#### BAGIAN LATIHAN
**A.** Salin persis bagian artikel tentang sikap rasis terhadap pemain Inggris, mulai dari "Kegagalan Inggris mengalahkan" dan terus sampai "adu penalty dilakukan.".
**B.** Tulis lanjutan artikel tentang hujatan rasis kepada pemain Inggris seusai final Euro 2020, dimulai setelah kalimat terakhirnya.
---------- KUTIPAN ----------
Nasional Mondial Ekonomi Daerah Megapolitan Olahraga Rona The Alun-Alun Kupas Splash Wisata Perspektif Wawancara Edisi Weekend Foto Video Infografis

Buang Jauh-Jauh Sikap Rasis

Foto : Istimewa
A   A   A   Pengaturan Font

Kegagalan Inggris mengalahkan Italia di final kejuaraan sepak bola Eropa (euro 2020), Senin 12 Juli 2021 lalu, berbuntut panjang. Banyak pihak menyalahkan strategi yang dipilih pelatih Inggris Gareth Southgate dalam adu penalti setelah dalam waktu normal dan perpanjangan waktu, kedua tim, Italia dan Inggris bermain imbang.

Tiga penendang penalti Inggris yang gagal menyarangkan bola ke gawang Italia adalah tiga pemain muda yang tiga-tiganya merupakan pemain pengganti, iatu Marcus Rashford, Jadon Sancho, dan Bukayo Saka. Bahkan Rashford dan Sancho baru masuk di menit ke-120 menjelang adu penalty dilakukan.

Maksud pelatih menurunkan ketiga pemain tersebut menjelang babak perpanjangan waktu 2x15 menit berakhir tentu mereka dianggap sebagai kartu as yang akan menjadikan Inggris juara Eropa untuk pertama kalinya. Sayang kenyataanya tidak seperti yang diharapkan. Ketiganya gagal dan musnahlah harapan Inggris mencetak sejarah di kandang mereka.

Tiga penendang eksekusi yang gagal itu pun tak pelak menuai hujatan dari para pecinta tim three lions, julukan tim nasional sepak bola Inggris. Bahkan yang lebih parah, muncul hujatan berbau rasisme karena kebetulan ketiganya adalah imigran dan berkulit hitam.

Rashford meski lahir di Manchester, Inggris, tapi ayahnya berasal dari Saint Kitts dan Nevis, koloni Inggris di Karibia. Bukayo Saka keturunan Nigeria, dan Jadon Sancho keturunan Trinidad dan Tobago.

Fans Inggris yang kesal karena gagal melihat timnya juara melampiaskannya kepada ketiga pemain itu. Mereka mendapat pelecehan berbau rasial di sosial media. Pelecehan itu berlangsung masif dan membuat kepolisian metro London harus turun tangan untuk menyelidikinya. Sementara, FA (federasi sepak bola Inggris) menyayangkan aksi tidak sportif suporter Inggris di tengah kampanye anti-rasisme.
---------- BAHAN YANG DIBERIKAN ----------
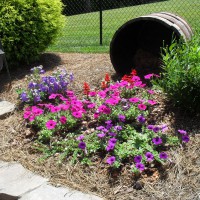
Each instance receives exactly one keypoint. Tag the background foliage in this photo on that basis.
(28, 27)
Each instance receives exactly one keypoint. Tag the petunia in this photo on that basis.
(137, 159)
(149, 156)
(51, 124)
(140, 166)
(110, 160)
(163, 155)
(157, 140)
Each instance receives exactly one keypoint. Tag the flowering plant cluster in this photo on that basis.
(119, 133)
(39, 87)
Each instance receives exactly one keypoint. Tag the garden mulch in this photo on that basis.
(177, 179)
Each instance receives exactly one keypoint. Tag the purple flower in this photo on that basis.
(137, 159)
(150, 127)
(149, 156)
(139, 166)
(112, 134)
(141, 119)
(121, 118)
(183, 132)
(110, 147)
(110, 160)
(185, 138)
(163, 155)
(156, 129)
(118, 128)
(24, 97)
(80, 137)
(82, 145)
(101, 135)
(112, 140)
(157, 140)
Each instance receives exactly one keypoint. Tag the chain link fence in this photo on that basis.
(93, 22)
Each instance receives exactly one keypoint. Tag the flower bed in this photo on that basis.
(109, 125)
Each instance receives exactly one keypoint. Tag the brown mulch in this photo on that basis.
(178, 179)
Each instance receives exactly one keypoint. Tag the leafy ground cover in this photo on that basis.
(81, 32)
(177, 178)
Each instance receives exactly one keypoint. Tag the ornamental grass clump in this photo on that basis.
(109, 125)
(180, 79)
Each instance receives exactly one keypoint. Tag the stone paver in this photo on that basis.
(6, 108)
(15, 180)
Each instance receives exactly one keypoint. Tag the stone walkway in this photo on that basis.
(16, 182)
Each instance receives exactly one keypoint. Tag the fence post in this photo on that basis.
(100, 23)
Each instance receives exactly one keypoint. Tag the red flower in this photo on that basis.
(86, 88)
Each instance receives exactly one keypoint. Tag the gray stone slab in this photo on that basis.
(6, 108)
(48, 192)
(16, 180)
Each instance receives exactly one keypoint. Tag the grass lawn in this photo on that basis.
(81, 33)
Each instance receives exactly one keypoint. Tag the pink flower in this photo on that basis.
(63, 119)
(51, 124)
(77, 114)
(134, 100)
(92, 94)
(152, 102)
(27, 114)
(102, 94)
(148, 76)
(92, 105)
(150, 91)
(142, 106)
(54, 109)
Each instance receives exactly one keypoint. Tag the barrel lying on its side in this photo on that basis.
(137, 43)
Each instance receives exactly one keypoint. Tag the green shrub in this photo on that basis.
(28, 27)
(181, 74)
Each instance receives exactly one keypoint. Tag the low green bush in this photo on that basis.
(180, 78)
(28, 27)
----------
---------- BAHAN YANG DIBERIKAN ----------
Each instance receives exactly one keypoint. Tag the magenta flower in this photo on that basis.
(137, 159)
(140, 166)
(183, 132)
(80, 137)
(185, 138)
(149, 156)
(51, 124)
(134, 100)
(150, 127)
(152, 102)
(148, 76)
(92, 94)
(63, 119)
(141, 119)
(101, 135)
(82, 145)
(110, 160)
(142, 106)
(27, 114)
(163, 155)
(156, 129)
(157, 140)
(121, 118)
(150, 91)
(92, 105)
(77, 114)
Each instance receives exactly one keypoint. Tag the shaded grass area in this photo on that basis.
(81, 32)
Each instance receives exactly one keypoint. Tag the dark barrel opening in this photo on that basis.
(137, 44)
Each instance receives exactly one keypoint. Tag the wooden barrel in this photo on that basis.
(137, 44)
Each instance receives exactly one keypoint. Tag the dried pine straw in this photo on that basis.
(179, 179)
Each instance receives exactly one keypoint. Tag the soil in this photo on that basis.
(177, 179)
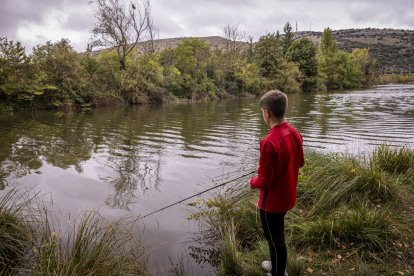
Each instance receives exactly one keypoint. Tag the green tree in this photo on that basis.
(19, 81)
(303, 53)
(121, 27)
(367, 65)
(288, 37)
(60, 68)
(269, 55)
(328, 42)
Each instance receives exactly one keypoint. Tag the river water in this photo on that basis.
----------
#### HASIL TIAP TUGAS
**A.**
Kegagalan Inggris mengalahkan Italia di final kejuaraan sepak bola Eropa (euro 2020), Senin 12 Juli 2021 lalu, berbuntut panjang. Banyak pihak menyalahkan strategi yang dipilih pelatih Inggris Gareth Southgate dalam adu penalti setelah dalam waktu normal dan perpanjangan waktu, kedua tim, Italia dan Inggris bermain imbang.

Tiga penendang penalti Inggris yang gagal menyarangkan bola ke gawang Italia adalah tiga pemain muda yang tiga-tiganya merupakan pemain pengganti, iatu Marcus Rashford, Jadon Sancho, dan Bukayo Saka. Bahkan Rashford dan Sancho baru masuk di menit ke-120 menjelang adu penalty dilakukan.

**B.**
"Kami sebisa mungkin akan mendukung para pemain yang jadi korban, seraya meminta para pelaku dihukum seberat-beratnya. Kami akan melakukan apapun untuk mengenyahkan diskriminasi dari sepakbola. Tapi, kami juga meminta pemerintah bergerak cepat dan segera membuat peraturannya sehingga para pelaku pelecehan rasial bisa mendapatkan hukuman berat," ujar pernyataan resmi FA.

Dukungan pun mengalir dari sesame pemain sepak bola yang menjadi pendatang di Eropa. Karim Benzema pemain nasional Perancis anak imigran dari Aljazair yang kerap mendapat bully-an ketika masa mudanya menulis, ketika saya mencetak gol, saya Prancis. Tetapi kalau tidak saya orang Arab.

Penyerang Belgia yang bermain di klub Inter Milan (Italia) mengatakan, jika sesuatu berjalan dengan baik, saya adalah Lukaku, penyerang Belgia. Ketika semuanya tidak berjalan baik, saya adalah penyerang Belgia keturunan Kongo. Kemudian Mezut Ozil menyatakan, ketika kami menang saya adalah orang jerman, tetapi jika kalah saya adalah imgran.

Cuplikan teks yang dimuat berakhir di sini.